Any picture must be dropped, but each line of the data should be duplicated exactly.

RECORDS TO PROCESS Start Marker

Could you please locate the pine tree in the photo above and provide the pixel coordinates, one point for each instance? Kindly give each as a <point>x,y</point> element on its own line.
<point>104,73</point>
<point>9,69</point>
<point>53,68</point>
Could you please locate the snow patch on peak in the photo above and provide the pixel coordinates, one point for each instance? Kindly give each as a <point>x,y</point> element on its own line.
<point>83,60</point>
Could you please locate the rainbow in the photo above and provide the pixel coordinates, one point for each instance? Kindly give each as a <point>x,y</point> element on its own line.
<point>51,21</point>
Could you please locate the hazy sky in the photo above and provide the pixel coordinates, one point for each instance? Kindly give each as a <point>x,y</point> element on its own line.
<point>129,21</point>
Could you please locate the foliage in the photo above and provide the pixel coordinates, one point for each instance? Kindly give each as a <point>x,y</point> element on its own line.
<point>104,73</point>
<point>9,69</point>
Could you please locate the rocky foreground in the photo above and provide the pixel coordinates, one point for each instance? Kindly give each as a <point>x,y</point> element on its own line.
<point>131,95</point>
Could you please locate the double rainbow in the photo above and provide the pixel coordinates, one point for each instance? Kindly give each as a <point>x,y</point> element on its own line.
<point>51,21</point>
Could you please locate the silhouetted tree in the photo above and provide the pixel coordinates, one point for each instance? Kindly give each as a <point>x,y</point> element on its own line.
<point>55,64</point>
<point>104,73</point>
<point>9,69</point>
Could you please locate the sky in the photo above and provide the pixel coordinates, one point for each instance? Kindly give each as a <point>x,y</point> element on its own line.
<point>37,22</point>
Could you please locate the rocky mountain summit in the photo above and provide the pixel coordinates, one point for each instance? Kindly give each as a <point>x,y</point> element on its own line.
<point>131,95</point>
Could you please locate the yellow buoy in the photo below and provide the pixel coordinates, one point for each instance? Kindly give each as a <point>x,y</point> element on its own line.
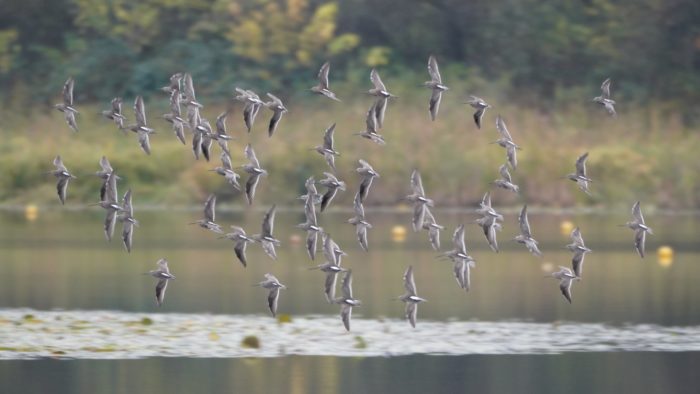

RECORDS TO PROCESS End Marker

▶ PROBLEM SOLUTION
Could you please locate the pine tree in the photo above and provide the pixel coordinates, one point for each instance? Kindly give each as a <point>x,y</point> element on its own line.
<point>104,73</point>
<point>9,69</point>
<point>53,68</point>
Could you please locate the snow patch on peak in the photo above and provide the pixel coordinates, one point for each instance? Kindly give each as a <point>x,y</point> element on its own line.
<point>83,60</point>
Could you please locate the rainbow in the photo above and provide the pixel coordinates, one point for each instance? Kindly give each as a <point>x,y</point> element on its own line.
<point>51,21</point>
Could you please locate the hazy sky in the photo above and provide the pixel coordinates, one point for each instance? Kindly give each as a <point>x,y</point> element on its own line.
<point>129,21</point>
Could you please locate the foliage in the photo above and provide the pixel coordinates, one point for each instance? Kindly give each as a <point>x,y</point> element on its own line.
<point>104,73</point>
<point>9,69</point>
Could you please locate the rocky foreground in the photo above and provide the pixel coordinates, one point for each instance? Kindly give each as a <point>x,y</point> element on its own line.
<point>131,95</point>
Could you please locate the double rainbow in the photo above and provide the pixel coordinates, one point for each instance? Kindly give each as a <point>x,y</point> element on its own line.
<point>51,21</point>
Could you please locate the silhouetted tree in the photo above and provide the pixel coordinates, one point for each instance? Kindly give each as a <point>x,y</point> element on its own line.
<point>55,64</point>
<point>104,73</point>
<point>9,69</point>
Could you please locate the sky in the photo above and provide the pixel coordinates, one point for each instance? Kindly give each as a <point>x,y</point> element on its own line.
<point>37,22</point>
Could you please locate the rocky mountain summit in the photo above and provide the pixel coordinates, one point for each instance? Kindly give each as a <point>x,y</point> element on its own line.
<point>131,95</point>
Could you please locate the yellow buoy in the photo below and provide the pixel coordinates, one point for each instance? Kindly give each as a <point>x,y</point> element on its own line.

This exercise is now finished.